• _TEXTE FOURNI_:
○ ○ ○ ○ ○
Il est certainement encore trop tôt pour juger du succès du RVER. « On sent beaucoup d'intérêt, mais il n'y a pas d'urgence à passer à l'action », explique Éric Filion, vice-président Épargne-retraite collective chez Desjardins.

Les entreprises de 20 employés et plus ont jusqu'au 31 décembre 2016 pour mettre en place un RVER. Celles qui ont de 10 à 19 employés ont jusqu'au 31 décembre 2017. Enfin, pour celles qui ont de 5 et 9 employés, la date reste à déterminer, mais elle sera ultérieure au 31 décembre 2017.

IMPACT POUR LES EMPLOYÉS

Pour les employés de PME, c'est une occasion propice à la réflexion quant à la façon dont ils combleront leurs besoins financiers à la retraite. « L'arrivée du RVER permet d'éveiller les gens à l'idée qu'ils doivent préparer leur retraite », dit Renée Laflamme, vice-présidente exécutive, solutions d'assurances et d'épargne collectives, Industrielle Alliance. « Bien qu'il soit le plus simple pour eux, les gens doivent comprendre que le RVER ne comblera pas tous les besoins », ajoute-t-elle. Ils devront revoir régulièrement s'ils accumulent suffisamment d'épargne et utiliser d'autres outils tels le REER et le CELI au besoin.

OBLIGATION ET VOLONTARIAT

Comme son nom le dit, le RVER est un régime auquel adhèrent les employés de façon volontaire. Lorsqu'ils sont inscrits à un RVER par leurs employeurs, ils ont droit à une période de six mois pour décider s'ils acceptent ou non d'y participer.

Quant aux employeurs, bien qu'ils aient l'obligation de mettre en place un RVER, ils pourront contribuer au bénéfice de leurs employés également sur une base volontaire. La décision de contribuer devient donc un outil de rétention du personnel entre les mains des employeurs, s'ils le désirent.
○ ○ ○ ○ ○
• _ENTRÉES DE DONNÉES_:
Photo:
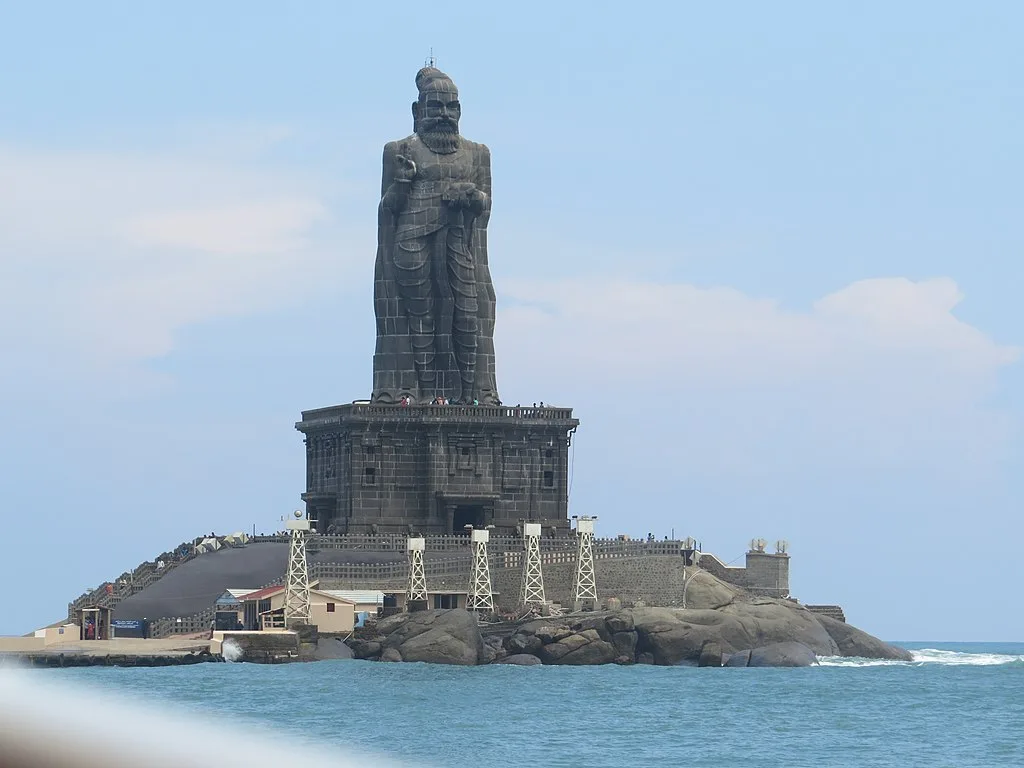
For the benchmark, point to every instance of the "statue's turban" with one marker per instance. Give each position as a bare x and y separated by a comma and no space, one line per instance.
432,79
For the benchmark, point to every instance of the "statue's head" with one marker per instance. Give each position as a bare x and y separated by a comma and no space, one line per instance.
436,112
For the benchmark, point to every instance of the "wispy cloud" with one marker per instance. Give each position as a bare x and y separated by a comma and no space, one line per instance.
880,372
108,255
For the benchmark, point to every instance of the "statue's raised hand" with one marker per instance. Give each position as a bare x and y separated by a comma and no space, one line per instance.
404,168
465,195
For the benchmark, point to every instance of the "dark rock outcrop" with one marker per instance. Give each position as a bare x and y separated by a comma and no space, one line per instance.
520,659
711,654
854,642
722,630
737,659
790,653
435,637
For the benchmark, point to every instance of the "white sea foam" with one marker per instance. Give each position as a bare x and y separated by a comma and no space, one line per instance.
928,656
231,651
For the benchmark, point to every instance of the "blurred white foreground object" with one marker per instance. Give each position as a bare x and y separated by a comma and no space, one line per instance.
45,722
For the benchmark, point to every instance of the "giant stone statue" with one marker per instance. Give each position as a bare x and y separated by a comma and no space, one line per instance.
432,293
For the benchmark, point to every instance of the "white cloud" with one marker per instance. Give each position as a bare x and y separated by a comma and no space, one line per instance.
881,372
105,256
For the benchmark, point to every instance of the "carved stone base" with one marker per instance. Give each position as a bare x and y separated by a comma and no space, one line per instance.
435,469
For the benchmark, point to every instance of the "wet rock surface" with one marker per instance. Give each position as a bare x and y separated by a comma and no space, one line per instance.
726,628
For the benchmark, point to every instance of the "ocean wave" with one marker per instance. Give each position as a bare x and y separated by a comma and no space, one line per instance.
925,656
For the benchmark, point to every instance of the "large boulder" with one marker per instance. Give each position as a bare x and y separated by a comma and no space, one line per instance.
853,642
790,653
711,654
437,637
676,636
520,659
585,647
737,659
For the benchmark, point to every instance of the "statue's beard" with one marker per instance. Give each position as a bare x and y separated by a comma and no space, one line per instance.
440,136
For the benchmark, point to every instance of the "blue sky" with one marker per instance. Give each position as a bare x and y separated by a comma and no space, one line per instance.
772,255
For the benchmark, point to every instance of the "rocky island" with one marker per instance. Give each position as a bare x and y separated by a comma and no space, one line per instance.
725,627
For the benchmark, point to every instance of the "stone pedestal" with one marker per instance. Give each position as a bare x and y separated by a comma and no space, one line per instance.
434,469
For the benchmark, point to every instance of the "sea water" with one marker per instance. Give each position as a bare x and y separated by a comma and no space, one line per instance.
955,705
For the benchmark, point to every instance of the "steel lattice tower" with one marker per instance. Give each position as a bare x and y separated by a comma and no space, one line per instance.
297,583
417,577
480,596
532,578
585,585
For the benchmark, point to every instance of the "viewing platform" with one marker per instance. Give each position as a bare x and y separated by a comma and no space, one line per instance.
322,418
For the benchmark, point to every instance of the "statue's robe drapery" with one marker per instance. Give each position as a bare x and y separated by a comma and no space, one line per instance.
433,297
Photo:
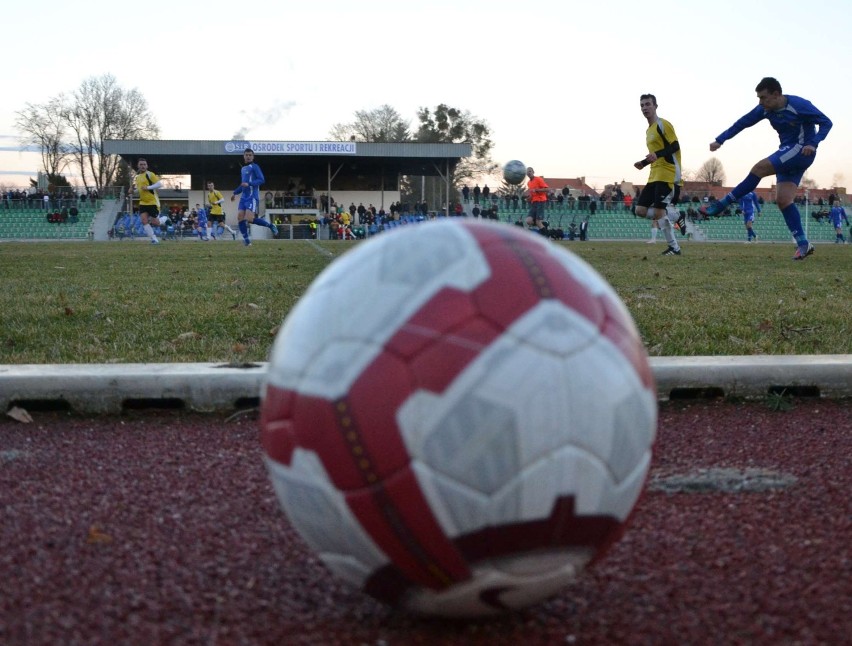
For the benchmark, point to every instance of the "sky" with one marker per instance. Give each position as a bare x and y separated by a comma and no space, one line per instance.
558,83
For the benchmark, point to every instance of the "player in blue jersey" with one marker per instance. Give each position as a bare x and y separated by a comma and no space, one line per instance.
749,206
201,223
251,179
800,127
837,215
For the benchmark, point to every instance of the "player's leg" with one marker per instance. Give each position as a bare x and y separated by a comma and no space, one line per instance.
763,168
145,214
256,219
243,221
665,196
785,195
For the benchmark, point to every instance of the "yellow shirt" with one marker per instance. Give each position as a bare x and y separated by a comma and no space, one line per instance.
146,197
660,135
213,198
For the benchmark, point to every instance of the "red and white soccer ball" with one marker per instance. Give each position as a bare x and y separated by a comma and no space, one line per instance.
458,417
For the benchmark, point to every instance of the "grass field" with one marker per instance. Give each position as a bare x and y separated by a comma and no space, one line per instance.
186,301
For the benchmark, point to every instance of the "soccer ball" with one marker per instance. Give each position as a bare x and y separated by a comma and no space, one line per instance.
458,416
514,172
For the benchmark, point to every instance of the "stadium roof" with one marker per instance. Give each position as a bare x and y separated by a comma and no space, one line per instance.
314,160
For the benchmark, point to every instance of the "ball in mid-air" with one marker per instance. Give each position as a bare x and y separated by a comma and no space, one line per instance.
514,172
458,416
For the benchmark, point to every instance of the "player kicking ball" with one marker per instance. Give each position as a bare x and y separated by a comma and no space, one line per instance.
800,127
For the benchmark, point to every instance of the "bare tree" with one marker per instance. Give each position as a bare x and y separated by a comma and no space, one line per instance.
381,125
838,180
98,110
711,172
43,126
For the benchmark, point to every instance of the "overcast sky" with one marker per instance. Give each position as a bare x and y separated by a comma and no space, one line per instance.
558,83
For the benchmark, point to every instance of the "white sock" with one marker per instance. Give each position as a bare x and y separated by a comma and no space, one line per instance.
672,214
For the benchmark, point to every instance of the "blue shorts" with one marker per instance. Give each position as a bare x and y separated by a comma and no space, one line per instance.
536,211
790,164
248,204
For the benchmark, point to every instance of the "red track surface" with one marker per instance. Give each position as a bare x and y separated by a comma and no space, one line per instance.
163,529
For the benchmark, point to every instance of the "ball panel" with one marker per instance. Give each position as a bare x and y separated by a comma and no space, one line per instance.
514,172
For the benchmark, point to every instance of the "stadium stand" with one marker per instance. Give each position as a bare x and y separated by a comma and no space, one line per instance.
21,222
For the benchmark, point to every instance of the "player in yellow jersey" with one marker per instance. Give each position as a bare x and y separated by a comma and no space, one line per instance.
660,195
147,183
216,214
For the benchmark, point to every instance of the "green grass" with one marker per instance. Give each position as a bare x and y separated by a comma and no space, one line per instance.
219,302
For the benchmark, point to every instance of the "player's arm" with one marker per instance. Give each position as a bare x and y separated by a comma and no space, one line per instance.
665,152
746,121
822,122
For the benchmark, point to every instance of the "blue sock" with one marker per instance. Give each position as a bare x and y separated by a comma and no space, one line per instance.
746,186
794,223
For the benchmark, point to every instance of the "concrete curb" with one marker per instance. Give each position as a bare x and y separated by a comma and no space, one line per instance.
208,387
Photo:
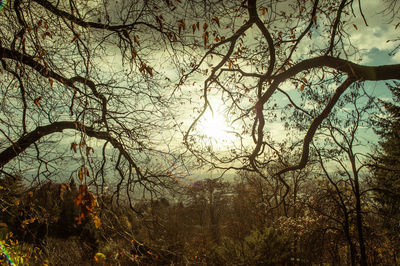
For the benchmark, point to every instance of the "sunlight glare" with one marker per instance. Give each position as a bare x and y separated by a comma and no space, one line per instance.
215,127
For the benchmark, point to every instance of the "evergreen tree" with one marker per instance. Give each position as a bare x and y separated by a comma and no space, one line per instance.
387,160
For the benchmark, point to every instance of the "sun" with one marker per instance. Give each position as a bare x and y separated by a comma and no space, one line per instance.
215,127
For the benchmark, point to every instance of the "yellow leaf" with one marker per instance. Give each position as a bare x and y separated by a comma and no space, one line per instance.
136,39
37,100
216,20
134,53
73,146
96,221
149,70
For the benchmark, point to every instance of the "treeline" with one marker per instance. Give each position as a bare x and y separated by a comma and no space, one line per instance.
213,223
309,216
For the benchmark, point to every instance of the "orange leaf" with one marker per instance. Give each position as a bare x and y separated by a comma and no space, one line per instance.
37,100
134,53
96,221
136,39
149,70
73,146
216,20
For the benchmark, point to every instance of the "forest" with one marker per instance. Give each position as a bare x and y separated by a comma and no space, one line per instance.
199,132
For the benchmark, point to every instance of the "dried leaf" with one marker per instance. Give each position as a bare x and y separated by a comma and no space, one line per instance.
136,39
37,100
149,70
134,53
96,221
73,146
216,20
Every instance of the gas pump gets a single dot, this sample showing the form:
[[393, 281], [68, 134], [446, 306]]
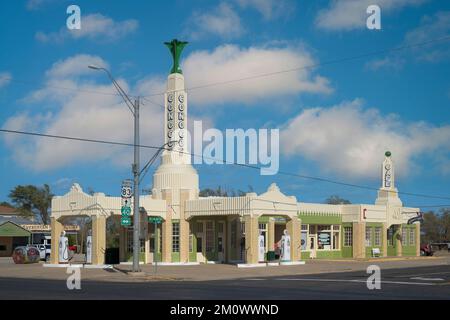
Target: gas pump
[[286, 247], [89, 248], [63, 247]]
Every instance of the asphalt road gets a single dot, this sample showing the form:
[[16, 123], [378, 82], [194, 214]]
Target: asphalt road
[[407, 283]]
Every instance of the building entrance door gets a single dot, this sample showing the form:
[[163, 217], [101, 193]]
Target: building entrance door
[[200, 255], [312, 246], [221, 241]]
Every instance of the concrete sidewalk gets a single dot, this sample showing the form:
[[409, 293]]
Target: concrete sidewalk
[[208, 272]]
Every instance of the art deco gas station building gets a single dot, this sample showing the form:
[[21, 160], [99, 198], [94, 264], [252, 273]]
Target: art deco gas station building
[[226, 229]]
○ ○ ○ ○ ○
• _CONSIGNE_: D'après le texte fourni sur le RVER, de combien de temps disposent les employés inscrits par leur employeur pour décider s'ils y participent ?

• _RÉPONSE_: Ils disposent d'une période de six mois.